# SELECTED EXCERPT
>>>>

To a great extent, the difference between a dietary supplement and a drug lies in the use of the agent, not in the nature of the agent itself. If an herb, vitamin, mineral, or amino acid is used to resolve a nutritional deficiency or to improve or sustain the structure or function of the body, the agent is considered a dietary supplement. If the agent is used to diagnose, prevent, treat, or cure a disease, the agent is considered a drug. This distinction is key when the FDA determines whether proposed research on a product requires an investigational new drug (IND) exemption. If the proposed investigation of a lawfully marketed botanical dietary supplement is to study its effects on diseases (i.e., to cure, treat, mitigate, prevent, or diagnose a disease and its associated symptoms), then the supplement is more likely to be subject to IND requirements. The FDA has worked with NCCAM to provide direction to investigators and recently created a Botanical Review Team to ensure consistent interpretation of the document Guidance for Industry--Botanical Drug Products.b Such FDA guidance is currently unavailable for other products (e.g., probiotics). bSee www.fda.gov/cder/guidance/index.htm under "Chemistry."

<<<<

(Data items)

>>>>

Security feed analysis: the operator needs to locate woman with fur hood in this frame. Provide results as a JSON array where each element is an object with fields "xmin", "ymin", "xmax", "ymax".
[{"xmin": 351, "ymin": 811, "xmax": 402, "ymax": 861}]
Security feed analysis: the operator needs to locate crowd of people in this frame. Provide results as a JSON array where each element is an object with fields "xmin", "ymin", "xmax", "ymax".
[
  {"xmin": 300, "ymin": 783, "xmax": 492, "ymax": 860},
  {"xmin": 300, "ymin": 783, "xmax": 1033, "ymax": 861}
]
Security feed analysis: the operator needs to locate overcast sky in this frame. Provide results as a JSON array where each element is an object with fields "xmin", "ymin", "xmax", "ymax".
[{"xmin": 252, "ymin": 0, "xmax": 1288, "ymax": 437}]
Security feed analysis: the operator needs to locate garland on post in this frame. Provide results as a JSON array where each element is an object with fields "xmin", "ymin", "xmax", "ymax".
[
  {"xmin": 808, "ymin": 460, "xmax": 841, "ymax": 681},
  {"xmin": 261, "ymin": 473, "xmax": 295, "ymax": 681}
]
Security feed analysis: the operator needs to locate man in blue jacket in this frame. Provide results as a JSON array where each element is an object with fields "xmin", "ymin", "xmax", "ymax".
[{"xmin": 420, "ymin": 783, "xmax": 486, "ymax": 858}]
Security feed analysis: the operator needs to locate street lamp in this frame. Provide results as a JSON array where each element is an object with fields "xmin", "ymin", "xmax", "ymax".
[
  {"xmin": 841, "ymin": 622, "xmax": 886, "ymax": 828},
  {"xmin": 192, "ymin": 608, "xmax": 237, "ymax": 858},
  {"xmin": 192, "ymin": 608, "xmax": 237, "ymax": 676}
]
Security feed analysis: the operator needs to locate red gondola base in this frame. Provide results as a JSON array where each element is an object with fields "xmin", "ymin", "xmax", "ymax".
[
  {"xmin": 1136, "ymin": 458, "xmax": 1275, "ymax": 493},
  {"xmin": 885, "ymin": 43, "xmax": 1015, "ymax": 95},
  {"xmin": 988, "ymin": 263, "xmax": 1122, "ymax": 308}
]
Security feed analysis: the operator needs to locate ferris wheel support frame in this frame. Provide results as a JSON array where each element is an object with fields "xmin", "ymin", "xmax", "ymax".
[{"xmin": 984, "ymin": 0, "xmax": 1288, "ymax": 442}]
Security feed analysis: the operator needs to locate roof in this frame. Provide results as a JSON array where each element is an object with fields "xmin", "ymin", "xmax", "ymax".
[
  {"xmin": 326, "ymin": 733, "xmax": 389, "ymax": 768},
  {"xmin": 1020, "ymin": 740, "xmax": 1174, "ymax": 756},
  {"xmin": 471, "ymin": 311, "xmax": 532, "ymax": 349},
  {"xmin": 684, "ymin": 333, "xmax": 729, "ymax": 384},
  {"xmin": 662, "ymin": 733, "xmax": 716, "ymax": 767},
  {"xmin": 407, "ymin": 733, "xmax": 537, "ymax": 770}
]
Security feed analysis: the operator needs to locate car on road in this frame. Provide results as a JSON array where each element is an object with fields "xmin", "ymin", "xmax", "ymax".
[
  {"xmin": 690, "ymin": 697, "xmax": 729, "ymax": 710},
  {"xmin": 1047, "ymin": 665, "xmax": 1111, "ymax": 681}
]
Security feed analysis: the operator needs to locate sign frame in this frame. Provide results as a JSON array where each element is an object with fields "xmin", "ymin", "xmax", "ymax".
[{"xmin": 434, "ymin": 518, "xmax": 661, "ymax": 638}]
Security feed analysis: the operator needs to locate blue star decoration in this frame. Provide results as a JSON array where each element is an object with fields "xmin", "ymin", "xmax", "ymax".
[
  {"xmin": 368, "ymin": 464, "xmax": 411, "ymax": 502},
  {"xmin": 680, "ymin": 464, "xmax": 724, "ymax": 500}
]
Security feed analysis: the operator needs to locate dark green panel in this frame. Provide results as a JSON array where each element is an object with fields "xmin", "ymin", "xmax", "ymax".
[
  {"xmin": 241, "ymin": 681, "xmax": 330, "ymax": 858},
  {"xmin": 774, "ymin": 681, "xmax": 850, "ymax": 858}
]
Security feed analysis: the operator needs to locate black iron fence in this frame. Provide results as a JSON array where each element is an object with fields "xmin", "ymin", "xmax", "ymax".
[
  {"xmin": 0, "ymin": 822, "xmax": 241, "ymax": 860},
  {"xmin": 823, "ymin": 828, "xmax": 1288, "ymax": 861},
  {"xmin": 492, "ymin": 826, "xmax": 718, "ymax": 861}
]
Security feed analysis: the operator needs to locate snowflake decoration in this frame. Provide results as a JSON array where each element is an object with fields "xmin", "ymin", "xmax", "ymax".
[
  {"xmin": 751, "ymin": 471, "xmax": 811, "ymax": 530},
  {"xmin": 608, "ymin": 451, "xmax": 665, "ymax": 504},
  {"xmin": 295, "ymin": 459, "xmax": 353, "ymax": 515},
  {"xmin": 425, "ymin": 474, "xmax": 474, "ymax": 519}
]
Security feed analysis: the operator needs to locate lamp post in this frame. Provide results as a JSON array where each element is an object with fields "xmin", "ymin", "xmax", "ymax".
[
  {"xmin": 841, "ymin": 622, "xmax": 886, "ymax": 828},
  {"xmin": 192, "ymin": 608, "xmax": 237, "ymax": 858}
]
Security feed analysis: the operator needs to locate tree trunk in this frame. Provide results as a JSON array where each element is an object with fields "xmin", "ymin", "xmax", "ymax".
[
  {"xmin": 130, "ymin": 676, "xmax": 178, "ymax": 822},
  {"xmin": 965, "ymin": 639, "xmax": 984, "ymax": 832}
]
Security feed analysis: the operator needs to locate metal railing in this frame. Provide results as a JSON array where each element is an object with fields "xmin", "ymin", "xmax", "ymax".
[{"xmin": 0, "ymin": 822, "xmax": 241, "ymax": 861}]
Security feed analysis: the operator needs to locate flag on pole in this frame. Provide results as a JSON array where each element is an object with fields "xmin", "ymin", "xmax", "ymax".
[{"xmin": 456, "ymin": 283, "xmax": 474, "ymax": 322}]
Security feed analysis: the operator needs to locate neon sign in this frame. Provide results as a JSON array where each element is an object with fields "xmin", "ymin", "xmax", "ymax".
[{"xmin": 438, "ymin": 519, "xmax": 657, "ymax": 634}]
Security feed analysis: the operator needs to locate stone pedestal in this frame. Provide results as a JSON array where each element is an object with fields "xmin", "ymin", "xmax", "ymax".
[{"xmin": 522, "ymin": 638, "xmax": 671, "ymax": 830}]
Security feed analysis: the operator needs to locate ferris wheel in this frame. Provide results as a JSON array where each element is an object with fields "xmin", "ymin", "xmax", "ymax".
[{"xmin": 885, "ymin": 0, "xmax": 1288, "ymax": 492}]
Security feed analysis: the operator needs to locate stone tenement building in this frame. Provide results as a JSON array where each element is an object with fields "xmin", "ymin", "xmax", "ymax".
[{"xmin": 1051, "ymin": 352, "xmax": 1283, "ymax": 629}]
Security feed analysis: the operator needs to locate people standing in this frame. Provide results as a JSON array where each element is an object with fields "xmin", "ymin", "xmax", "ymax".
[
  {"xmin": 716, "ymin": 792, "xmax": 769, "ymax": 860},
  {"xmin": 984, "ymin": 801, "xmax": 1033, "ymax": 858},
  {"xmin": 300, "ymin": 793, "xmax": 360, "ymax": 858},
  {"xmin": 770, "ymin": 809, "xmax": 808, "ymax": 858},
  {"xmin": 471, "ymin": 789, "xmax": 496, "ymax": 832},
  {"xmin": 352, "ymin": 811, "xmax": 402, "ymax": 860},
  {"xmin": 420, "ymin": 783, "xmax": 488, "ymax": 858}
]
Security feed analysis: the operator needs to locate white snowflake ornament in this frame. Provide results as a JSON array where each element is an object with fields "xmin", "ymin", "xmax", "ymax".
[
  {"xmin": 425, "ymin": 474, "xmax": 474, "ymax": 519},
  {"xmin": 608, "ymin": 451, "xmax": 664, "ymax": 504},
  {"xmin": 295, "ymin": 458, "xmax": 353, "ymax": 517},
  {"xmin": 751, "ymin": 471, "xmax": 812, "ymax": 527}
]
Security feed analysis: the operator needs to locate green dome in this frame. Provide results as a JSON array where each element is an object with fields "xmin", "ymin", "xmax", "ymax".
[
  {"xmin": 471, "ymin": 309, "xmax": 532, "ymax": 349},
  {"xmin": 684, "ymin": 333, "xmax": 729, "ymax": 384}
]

<<<<

# BRIEF A
For the passage on dietary supplements and drugs, decide whether each statement agrees with it, answering yes or no and quoting the words that settle it: (i) An agent used to treat a disease is considered a dietary supplement. (ii) The FDA recently created a Botanical Review Team. (iii) FDA guidance is currently available for probiotics.
# BRIEF B
In the passage on dietary supplements and drugs, what does the difference between the two largely lie in?
# BRIEF C
Carry on the passage on dietary supplements and drugs from the point where it stops.

# TASK OUTPUT A
(i) No: "If the agent is used to diagnose, prevent, treat, or cure a disease, the agent is considered a drug."
(ii) Yes: "recently created a Botanical Review Team"
(iii) No: "Such FDA guidance is currently unavailable for other products (e.g., probiotics)."

# TASK OUTPUT B
It lies in the use of the agent, not in the nature of the agent itself.

# TASK OUTPUT C
Similarly, little attention has been paid to the quality of probiotics. Quality issues for probiotic supplements may include:

  • Viability of bacteria in the product
  • Types and titer of bacteria in the product
  • Stability of different strains under different storage conditions and in different product formats
  • Enteric protection of the product

Therefore, for optimal studies, documentation of the type of bacteria (genus and species), potency (number of viable bacteria per dose), purity (presence of contaminating or ineffective microorganisms), and disintegration properties must be provided for any strain to be considered for use as a probiotic product. Speciation of the bacteria must be established by means of the most current, valid methodology.

Many of the challenges identified for research on dietary supplements, including issues of composition and characterization, are applicable to research on functional foods and whole diets. In addition, challenges of popular diet research include adherence to the protocol for longer-term studies, inability to blind participants to intervention assignment, and efficacy versus effectiveness.